▸ **Given instruction A**
Reproduce verbatim the part of the passage on linked data for scientific reading that starts with "But let us assume" and goes on through "and Palmer’s vision.".

◆ ◆ ◆ ◆ ◆ ◆ ◆

But let us assume those endusers want the linked data for their literature (after all, it was a molecular ecologists who sent me the article—thanks Mark!). Or, to use some ‘fancier’ terms from the article: the zapping scientists want (need?) ontology-supported strategic reading to work efficiently and effectively with the large amounts of papers and supporting data being published. “Scientists are scanning more and reading less”, so then the linked data would (should?) help them in this superficial foraging of data, information, and knowledge to find the useful needle in the haystack—or so goes Renear and Palmer’s vision.

However, from a theoretical and engineering point of view, this can already be done. Not just that, it has been shown that some things work: there is iHOP and Textpresso, as the authors point out, but also GoPubMed, and SHER with PubMed, which begs the question: are those tools not good enough (and if something is missing, what?) or is it about convincing people and funding agencies? If the latter, then what does the paper do in Science in the “review” section??

◆ ◆ ◆ ◆ ◆ ◆ ◆

▸ **Given instruction B**
Find every line in the records below that contains the string "flower" and copy each one. Case counts.

◆ ◆ ◆ ◆ ◆ ◆ ◆

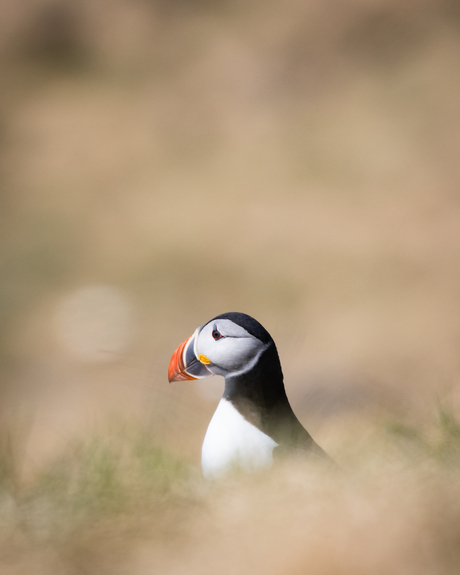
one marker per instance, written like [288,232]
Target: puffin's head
[229,344]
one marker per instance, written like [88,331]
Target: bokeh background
[166,161]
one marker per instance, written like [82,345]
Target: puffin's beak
[184,363]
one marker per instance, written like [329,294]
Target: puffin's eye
[216,333]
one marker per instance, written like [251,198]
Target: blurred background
[166,161]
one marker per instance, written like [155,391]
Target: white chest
[231,441]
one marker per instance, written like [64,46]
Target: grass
[118,503]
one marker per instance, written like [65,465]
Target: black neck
[259,396]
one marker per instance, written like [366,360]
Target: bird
[254,421]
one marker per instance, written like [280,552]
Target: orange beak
[184,365]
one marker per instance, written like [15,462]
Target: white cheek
[228,353]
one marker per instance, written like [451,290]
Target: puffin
[254,421]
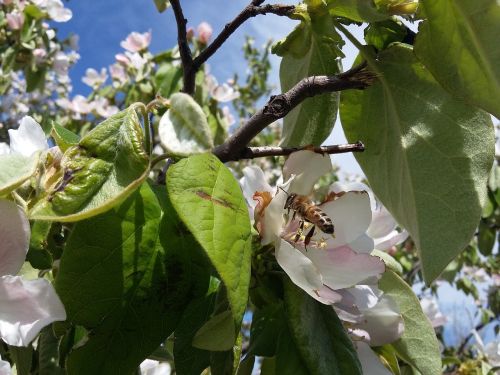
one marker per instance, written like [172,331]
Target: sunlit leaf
[106,166]
[415,133]
[458,43]
[418,345]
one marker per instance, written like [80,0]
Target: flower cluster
[335,270]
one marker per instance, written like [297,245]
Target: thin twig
[184,50]
[190,65]
[259,152]
[280,105]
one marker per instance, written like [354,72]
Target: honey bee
[308,212]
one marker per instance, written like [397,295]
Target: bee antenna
[284,191]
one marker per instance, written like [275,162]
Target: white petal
[26,307]
[28,138]
[383,322]
[302,272]
[364,244]
[351,215]
[14,237]
[369,360]
[392,239]
[4,148]
[308,167]
[344,268]
[5,367]
[253,180]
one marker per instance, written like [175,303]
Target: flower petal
[28,138]
[383,322]
[253,180]
[308,167]
[344,268]
[15,237]
[351,215]
[303,272]
[369,360]
[5,367]
[27,307]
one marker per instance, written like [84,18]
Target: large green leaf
[126,276]
[184,128]
[458,43]
[106,166]
[319,335]
[418,346]
[16,169]
[427,155]
[209,201]
[313,48]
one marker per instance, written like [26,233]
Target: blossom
[136,42]
[26,306]
[152,367]
[204,32]
[15,20]
[93,78]
[430,308]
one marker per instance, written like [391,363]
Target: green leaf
[209,201]
[126,276]
[188,359]
[15,169]
[184,129]
[356,10]
[106,166]
[64,138]
[218,334]
[313,48]
[418,345]
[427,155]
[319,335]
[162,5]
[458,43]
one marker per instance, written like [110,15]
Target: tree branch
[184,50]
[259,152]
[251,10]
[280,105]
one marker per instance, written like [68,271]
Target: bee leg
[308,237]
[299,231]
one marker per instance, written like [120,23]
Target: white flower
[28,138]
[204,32]
[5,367]
[430,308]
[26,306]
[136,42]
[151,367]
[93,78]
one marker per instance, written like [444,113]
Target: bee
[308,212]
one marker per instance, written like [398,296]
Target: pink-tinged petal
[272,220]
[26,307]
[5,367]
[369,360]
[28,138]
[253,180]
[364,244]
[392,239]
[14,238]
[303,273]
[308,167]
[382,223]
[351,215]
[383,322]
[344,268]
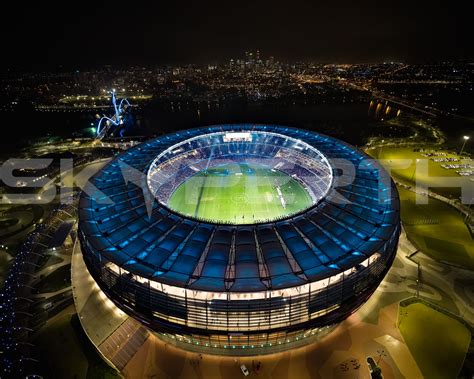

◆ ◆ ◆ ◆ ◆ ◆ ◆

▸ **Task result A**
But let us assume those endusers want the linked data for their literature (after all, it was a molecular ecologists who sent me the article—thanks Mark!). Or, to use some ‘fancier’ terms from the article: the zapping scientists want (need?) ontology-supported strategic reading to work efficiently and effectively with the large amounts of papers and supporting data being published. “Scientists are scanning more and reading less”, so then the linked data would (should?) help them in this superficial foraging of data, information, and knowledge to find the useful needle in the haystack—or so goes Renear and Palmer’s vision.

▸ **Task result B**
Target: flower cluster
Target: flower petal
Target: white flower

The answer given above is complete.